◆ **SET PROBLEM**: Copy each of these items line for line, leaving every character unchanged.
---- INPUT MATERIAL
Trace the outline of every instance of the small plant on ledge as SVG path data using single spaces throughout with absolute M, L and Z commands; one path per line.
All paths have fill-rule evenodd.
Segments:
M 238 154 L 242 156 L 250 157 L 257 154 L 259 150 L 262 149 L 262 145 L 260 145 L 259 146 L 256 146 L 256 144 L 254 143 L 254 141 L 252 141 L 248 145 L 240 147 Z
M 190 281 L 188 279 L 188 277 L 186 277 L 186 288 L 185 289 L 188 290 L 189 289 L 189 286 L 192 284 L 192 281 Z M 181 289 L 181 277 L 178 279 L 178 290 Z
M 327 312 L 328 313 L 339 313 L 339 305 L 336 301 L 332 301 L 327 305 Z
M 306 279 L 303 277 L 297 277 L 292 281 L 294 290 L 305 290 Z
--------
◆ **WRITTEN ANSWER**:
Trace the outline of every instance of the small plant on ledge as SVG path data using single spaces throughout with absolute M, L and Z commands; one path per line.
All paths have fill-rule evenodd.
Segments:
M 238 154 L 242 156 L 250 157 L 257 154 L 259 150 L 262 149 L 262 145 L 260 145 L 259 146 L 256 146 L 256 144 L 254 143 L 254 141 L 252 141 L 248 145 L 240 147 Z
M 190 281 L 188 279 L 188 277 L 186 277 L 186 288 L 185 289 L 188 290 L 189 289 L 189 286 L 192 284 L 192 281 Z M 181 289 L 181 277 L 178 279 L 178 290 Z
M 327 312 L 328 313 L 339 313 L 339 305 L 336 301 L 332 301 L 327 305 Z
M 306 279 L 303 277 L 297 277 L 292 281 L 294 290 L 305 290 Z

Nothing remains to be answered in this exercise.